* FRAGMENTO DEL TEXTO:
━━━━━━━━

CUARTO DOMINGO DE ADVIENTO
HOMILÍA DE MONS. LUIS MARTÍN BARRAZA
Domingo 20 de diciembre de 2020
Lc 1,26-38
Nos hemos ido acercando a este acontecimiento central de nuestra fe, como lo es el misterio de la Encarnación, no sólo en el tiempo, porque ahora estamos en el último domingo de adviento, sino porque los testimonios son cada vez más cercanos. Ahora contemplamos a María, que estuvo directamente involucrada en el nacimiento del Hijo de Dios. Ella es figura del adviento por excelencia: “Al llegar la plenitud de los tiempos, envió Dios a su Hijo, nacido de una mujer, nacido bajo la ley…”(Gál 4,4). Nadie ha estado más cerca de Jesús, desde su concepción hasta su muerte que ella. Después del Espíritu Santo es la mejor testigo del cumplimiento de las promesas.
Lucas encuentra en el evangelio de la infancia de Jesús la oportunidad para afirmar lo que Mateo y Marcos dicen de paso en el inicio de sus evangelios: “Jesús Mesías, hijo de David, Hijo de Abraham”(Mt 1,1). “Jesús Mesías, Hijo de Dios”(Mc 1, 1). Quiere que quede bien claro que Jesús es el Mesías, el Hijo de Dios. Primero establece un paralelismo entre el nacimiento de Juan Bautista y de Jesús, haciendo notar inmediatamente la superioridad de este último por ser obra del Espíritu Santo. Juan nace “milagrosamente” de unos padres de avanzada edad y una madre estéril(Lc 1, 7). Pero, el nacimiento virginal de Jesús por obra y gracia del Espíritu Santo, es algo inédito y, por lo tanto, mayor que el de Juan. Jesús será el Hijo de Dios. Ciertamente “no ha surgido entre los hombres nadie mayor que Juan el Bautista…”(Mt 11, 11), sin embargo, él mismo dio testimonio de la superioridad de Jesús(Lc 3, 16-17; Jn 1, 26- 27).

━━━━━━━━

* ÍTEMS MOSTRADOS:
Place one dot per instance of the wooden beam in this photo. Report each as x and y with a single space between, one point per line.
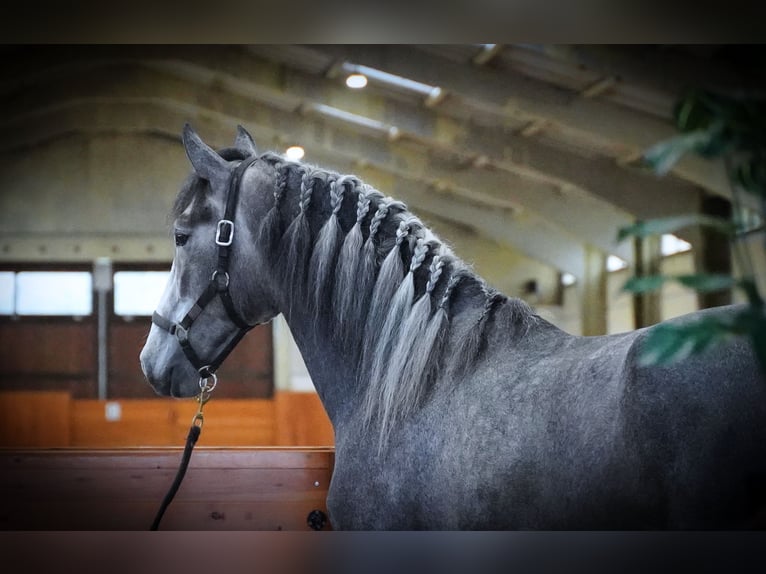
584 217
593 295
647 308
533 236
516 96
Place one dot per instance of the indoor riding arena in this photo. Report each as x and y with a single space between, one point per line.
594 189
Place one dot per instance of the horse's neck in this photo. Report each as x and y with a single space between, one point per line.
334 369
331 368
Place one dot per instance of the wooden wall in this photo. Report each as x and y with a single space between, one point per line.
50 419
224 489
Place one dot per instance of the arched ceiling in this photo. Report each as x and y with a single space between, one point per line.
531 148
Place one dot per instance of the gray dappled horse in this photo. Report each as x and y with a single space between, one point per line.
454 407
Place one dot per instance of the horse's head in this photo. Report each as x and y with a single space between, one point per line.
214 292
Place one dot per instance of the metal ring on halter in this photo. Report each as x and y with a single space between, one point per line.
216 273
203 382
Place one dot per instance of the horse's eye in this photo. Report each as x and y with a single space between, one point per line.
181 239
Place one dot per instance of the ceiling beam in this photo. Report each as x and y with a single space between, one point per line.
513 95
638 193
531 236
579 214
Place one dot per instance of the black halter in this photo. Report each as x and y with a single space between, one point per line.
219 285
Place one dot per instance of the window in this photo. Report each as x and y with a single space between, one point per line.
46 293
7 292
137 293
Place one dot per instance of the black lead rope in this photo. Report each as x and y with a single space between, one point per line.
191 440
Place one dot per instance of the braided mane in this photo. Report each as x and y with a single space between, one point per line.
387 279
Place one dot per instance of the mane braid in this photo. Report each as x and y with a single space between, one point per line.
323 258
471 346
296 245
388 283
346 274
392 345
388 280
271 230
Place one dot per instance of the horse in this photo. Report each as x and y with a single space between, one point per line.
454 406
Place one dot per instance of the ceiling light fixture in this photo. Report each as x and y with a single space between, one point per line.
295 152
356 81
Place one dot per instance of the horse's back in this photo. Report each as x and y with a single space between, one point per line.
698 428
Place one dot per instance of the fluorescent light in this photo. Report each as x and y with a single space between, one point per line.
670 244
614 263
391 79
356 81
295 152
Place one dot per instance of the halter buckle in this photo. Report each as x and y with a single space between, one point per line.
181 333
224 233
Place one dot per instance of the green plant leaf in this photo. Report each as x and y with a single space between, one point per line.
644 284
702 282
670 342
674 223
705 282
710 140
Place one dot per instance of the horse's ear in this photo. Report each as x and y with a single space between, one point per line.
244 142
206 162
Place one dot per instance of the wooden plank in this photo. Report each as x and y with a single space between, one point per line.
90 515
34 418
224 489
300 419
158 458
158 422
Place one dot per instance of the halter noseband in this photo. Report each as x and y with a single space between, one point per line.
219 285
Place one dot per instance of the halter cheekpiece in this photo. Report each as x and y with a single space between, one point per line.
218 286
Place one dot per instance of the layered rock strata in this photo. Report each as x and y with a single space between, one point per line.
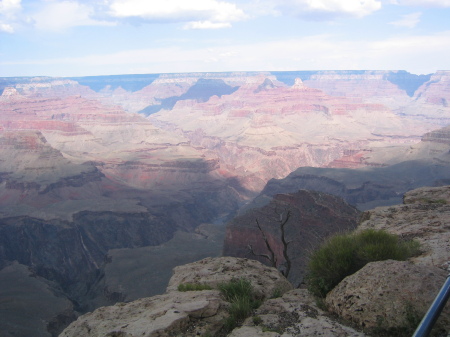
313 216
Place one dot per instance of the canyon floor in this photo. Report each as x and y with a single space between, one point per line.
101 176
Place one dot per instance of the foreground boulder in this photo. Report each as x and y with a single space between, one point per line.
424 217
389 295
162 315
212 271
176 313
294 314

━━━━━━━━

* OBJETIVO DEL EJERCICIO: Según la homilía, ¿de qué padres nace Juan Bautista?

* RESPUESTA A LA TAREA: De unos padres de avanzada edad y una madre estéril.